GOAL | Return every row below unchanged, copying each line as it appears.
--------------------------------------------------
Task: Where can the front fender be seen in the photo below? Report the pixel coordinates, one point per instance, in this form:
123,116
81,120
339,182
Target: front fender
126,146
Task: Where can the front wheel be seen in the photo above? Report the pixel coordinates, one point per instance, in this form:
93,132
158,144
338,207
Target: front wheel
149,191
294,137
--------------------------------------------------
SOLUTION TO THIS TASK |
Task: Where can the front fender be seen in the photo below? Report the pixel coordinates, one point per instance, in this form:
123,116
81,120
339,182
Target: front fender
126,146
Task: Where can the front wheel be seen in the photo above? Report the pixel coordinates, one point per instance, in this form:
93,132
158,144
338,207
Target: front wheel
149,191
294,137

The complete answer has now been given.